■ What this task involves: Return each record exactly as it appears, so that nothing is dropped or altered.

-=-=-

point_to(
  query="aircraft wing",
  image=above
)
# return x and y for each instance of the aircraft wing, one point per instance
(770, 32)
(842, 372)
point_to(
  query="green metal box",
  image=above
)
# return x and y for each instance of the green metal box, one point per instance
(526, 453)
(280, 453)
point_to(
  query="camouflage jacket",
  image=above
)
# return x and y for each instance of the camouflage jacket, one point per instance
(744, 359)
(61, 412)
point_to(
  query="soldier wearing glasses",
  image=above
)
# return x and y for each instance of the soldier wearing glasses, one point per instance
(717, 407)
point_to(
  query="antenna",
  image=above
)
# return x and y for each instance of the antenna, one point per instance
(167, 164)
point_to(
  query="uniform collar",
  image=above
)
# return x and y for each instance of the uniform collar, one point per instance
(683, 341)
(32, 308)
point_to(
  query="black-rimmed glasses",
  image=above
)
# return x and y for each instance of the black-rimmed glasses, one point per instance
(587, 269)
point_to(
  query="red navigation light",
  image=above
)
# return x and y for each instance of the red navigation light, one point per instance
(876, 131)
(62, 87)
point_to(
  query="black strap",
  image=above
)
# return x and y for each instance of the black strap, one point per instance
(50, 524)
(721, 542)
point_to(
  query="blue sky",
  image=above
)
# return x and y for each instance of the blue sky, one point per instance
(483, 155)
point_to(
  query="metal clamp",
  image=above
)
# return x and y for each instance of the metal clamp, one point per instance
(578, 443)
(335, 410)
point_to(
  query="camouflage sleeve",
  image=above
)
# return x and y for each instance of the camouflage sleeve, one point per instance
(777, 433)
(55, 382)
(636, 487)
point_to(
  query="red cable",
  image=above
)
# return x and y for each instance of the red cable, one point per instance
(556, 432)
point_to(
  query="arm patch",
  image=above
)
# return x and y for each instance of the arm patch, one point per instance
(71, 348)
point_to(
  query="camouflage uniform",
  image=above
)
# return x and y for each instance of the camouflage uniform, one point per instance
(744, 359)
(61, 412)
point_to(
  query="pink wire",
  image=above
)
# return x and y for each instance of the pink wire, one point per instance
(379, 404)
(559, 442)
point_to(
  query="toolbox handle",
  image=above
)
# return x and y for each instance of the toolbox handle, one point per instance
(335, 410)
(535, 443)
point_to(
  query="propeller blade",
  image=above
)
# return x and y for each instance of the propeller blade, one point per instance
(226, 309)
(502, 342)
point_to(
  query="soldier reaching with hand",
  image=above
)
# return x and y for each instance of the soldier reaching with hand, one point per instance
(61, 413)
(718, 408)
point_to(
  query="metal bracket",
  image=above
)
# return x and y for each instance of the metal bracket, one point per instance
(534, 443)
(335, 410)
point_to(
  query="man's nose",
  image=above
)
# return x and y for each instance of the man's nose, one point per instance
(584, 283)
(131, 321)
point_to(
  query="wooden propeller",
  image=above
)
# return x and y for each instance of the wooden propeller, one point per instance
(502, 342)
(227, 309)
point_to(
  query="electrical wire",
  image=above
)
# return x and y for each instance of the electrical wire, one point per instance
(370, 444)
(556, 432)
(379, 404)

-=-=-

■ Exercise answer:
point_to(
  query="aircraft wing",
  image=above
)
# return x and y for each instance of the aircraft wing, one point per instance
(770, 32)
(842, 372)
point_to(
  query="green metal box",
  image=above
)
# return x and y for each instance of the green metal box, one point per instance
(526, 453)
(280, 453)
point_to(
  query="camouflage jacket",
  image=above
)
# return x and y for each instance of the camouflage jacket, one point per instance
(744, 359)
(61, 412)
point_to(
  query="soldier wearing glasses",
  image=above
)
# return x and y for each instance of the soldier wearing glasses, one point per instance
(717, 407)
point_to(
  query="antenna",
  image=above
)
# return x and y for each instance of the antenna, one point per instance
(167, 164)
point_to(
  query="uniform collar",
  image=above
)
# return x and y for each instance of the uniform collar, one point per instance
(683, 341)
(32, 308)
point_to(
  query="black-rimmed glasses",
  image=above
)
# return x and y for each instance of the black-rimmed glasses, one point per instance
(587, 269)
point_to(
  query="red navigation light",
  image=above
)
# return x and y for each instance of the red navigation light, one point per instance
(876, 131)
(62, 87)
point_to(
  query="black strap",
  image=above
)
# return x and y for each instance of the black strap, one point per instance
(50, 524)
(721, 542)
point_to(
  query="blue sky",
  image=above
)
# return x and y for each instance of the blue sky, one point per instance
(483, 155)
point_to(
  query="metal clamp",
  image=above
)
# return x and y for each instance of the metal clamp, one point per instance
(578, 443)
(335, 410)
point_to(
  query="camouflage sleeve",
  image=above
)
# return x and y for each instance of the camouflage sleeve, one point per instance
(777, 433)
(55, 382)
(636, 487)
point_to(
  query="red cable",
  image=above
)
# return x and y for each instance of the red cable, one point per instance
(556, 432)
point_to(
  query="arm patch",
  image=above
)
# return x and y for each instance of the arm patch, one point per instance
(71, 348)
point_to(
  query="camouflage uniform",
  image=above
)
# return x and y for each instance of the camouflage uniform, one point per instance
(744, 359)
(61, 412)
point_to(
  query="pink wire",
  image=above
)
# return x and y for each instance of the pink wire, one point per instance
(379, 404)
(559, 442)
point_to(
  query="toolbox handle",
  image=above
)
# return x and y for each instance of the toolbox handle, one point per instance
(335, 410)
(535, 443)
point_to(
  query="propeller blade",
  image=above
)
# return x and y for each instance of the propeller blade, one point per instance
(226, 309)
(502, 342)
point_to(
  query="soldier reaching with hand",
  image=above
)
# return x and y for each instance of the soldier reaching with hand, one point per instance
(61, 413)
(718, 408)
point_to(
  query="metal bracket",
  image=above
)
# return x and y for each instance of the metal bracket, one point per instance
(534, 443)
(335, 410)
point_to(
  query="man's nose",
  image=above
)
# return x and y for each instance of the man's nose, one point per instance
(584, 283)
(131, 321)
point_to(
  query="wooden propeller",
  image=above
)
# return x and y for each instance of the wooden propeller, one point per instance
(502, 342)
(227, 309)
point_to(
  query="electrical wire",
  image=above
)
# return x and y for each instance of the electrical wire, one point per instance
(370, 444)
(556, 432)
(379, 404)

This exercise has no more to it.